── The records

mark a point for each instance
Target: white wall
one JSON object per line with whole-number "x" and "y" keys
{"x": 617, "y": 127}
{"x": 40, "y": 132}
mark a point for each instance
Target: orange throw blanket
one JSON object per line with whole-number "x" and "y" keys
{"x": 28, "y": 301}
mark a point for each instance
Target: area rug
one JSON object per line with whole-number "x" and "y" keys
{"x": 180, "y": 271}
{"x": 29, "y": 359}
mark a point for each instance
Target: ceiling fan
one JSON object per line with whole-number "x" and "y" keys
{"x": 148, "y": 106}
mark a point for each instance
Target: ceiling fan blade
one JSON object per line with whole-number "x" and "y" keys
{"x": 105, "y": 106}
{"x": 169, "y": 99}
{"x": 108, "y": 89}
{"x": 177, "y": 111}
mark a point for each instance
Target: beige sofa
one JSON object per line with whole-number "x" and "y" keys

────

Print out the whole listing exactly as it appears.

mark a point for each instance
Target: white wall
one JSON object per line with whole-number "x" and "y" keys
{"x": 617, "y": 127}
{"x": 40, "y": 132}
mark a point for each instance
Target: orange throw blanket
one JSON object per line with whole-number "x" and "y" keys
{"x": 28, "y": 301}
mark a point for each instance
Target: area rug
one JSON object per line with whole-number "x" and "y" keys
{"x": 180, "y": 271}
{"x": 29, "y": 359}
mark a point for each instance
Target: ceiling fan
one JSON object per line with whole-number "x" and "y" keys
{"x": 148, "y": 106}
mark a point for each instance
Target: ceiling fan blade
one JSON object per line with whole-number "x" and "y" keys
{"x": 105, "y": 106}
{"x": 169, "y": 99}
{"x": 108, "y": 89}
{"x": 177, "y": 111}
mark a point for each instance
Target: beige sofa
one JSON object per line with whole-number "x" and "y" keys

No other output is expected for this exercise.